• ARTICLE:
= = = = =

Œuvre référencée: Spiegelman, Art. 2004. In the Shadow of No Towers. New York/Toronto: Pantheon Books/Random House of Canada, 7 planches, 10p.

Disponible sur demande (Fonds Lower Manhattan Project au Labo NT2)

  

Présentation de l’œuvre

Résumé de l’œuvre

Art Spiegelman habite New York et plus précisément Manhattan. Il était présent lors des attentats du mardi 11 septembre 2001. Dans la rue, avec sa femme en train de faire des achats, ils ont entendu le premier avion traverser le ciel new-yorkais au dessus de leurs têtes. Vivant alors comme des millions d’habitants de la “big apple” l’angoisse d’une journée “incompréhensible”, ils vont chercher leur fille qui se trouve dans une école proche de l’endroit où se déroule la catastrophe.

  

Précision sur la forme adoptée ou sur le genre

Roman graphique, bande dessinée, comics américain indépendant ou “underground”… Autant de termes pour caractériser une œuvre multiforme insérant à l’intérieur d’un récit à la première personne (par intermittence), des photographies et des extraits de planches de BD anciennes.

  

Précision sur les modalités énonciatives de l’œuvre

Récit à la première personne intradiégétique où Spiegelman se met en scène.

   

Modalités de présence du 11 septembre

La présence du 11 septembre est-elle générique ou particularisée?

Le 11 septembre est “le personnage” emblématique de ce récit. Plus exactement, les tours jumelles que Spiegelman dessine tout à la fois de manière réaliste mais également grossière. Il les intègre dans plusieurs cases par des photographies de ces deux grattes ciels ( case 16, planche I; case 8, planche 2) mais il transforme ces objets-symboles. La structure “métallique incandescente” apparaît comme un insert leitmotiv qui accompagne les différentes phases narratives, se tord et se déforme pour « muter » également en visage “gribouillé” d’un des deux jumeaux des “Katzenjammers Kids” ( Pl. 5, cases 3 à 6). Le découpage des planches et des cases suggère la présence du World Trade Center (pl. 2), voire l’intègre dans la répartition des vignettes (pl. 10). Parfois les cases s’animent, se déplacent et glissent jusqu’à devenir des tours  proprement dites (cases 1-4, pl. 2), elles se font ombres (pl. 2)  ou chapeau (cases 9 et 11, pl. 2, case 2, pl. 4) ou tableau (case 15, pl. 4),  jusqu’au cauchemar (case 7, pl. 6). Elles habitent l’album, elles l’habillent jusqu’à la couverture de l’ouvrage, jusqu’à son format inhabituel et rectangulaire…

  

Les événements sont-ils présentés de façon explicite?

= = = = =

• DONNÉES ENREGISTRÉES:
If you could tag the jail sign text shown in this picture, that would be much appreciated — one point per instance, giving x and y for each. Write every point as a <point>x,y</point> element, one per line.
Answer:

= = = = =

• DÉTAILS DE L'EXERCICE:
Poursuivez l'article sur In the Shadow of No Towers à partir de l'endroit où il s'arrête. Les lignes constituent un matériau distinct de l'article.

• RÉPONSE ATTENDUE:
Les tours en feu et un avion s’encastrant dans l’un des buildings sont autant d’images récurrentes déclinées de différentes manières que ce soit par la simple incrustation d’une image de journal télévisé (Planches 1 et 2) ou le dessin à l’humour agressif (l’avion percutant le poste de télévision, case 20, pl. 1).

  

Quels sont les liens entre les événements et les principaux protagonistes du récit (narrateur, personnage principal, etc.)?

Art Spiegelman habite New York et plus particulièrement le quartier de Manhattan. Il fut  donc un acteur passif de l’événement, devant évacuer la zone envahie par les fumées toxiques lors de l’effondrement des tours ou bien allant chercher en plein moment de panique générale sa fille dont l’école est très proche des lieux de l’attentat.

   

Aspects médiatiques de l’œuvre

Des sons sont-ils présents?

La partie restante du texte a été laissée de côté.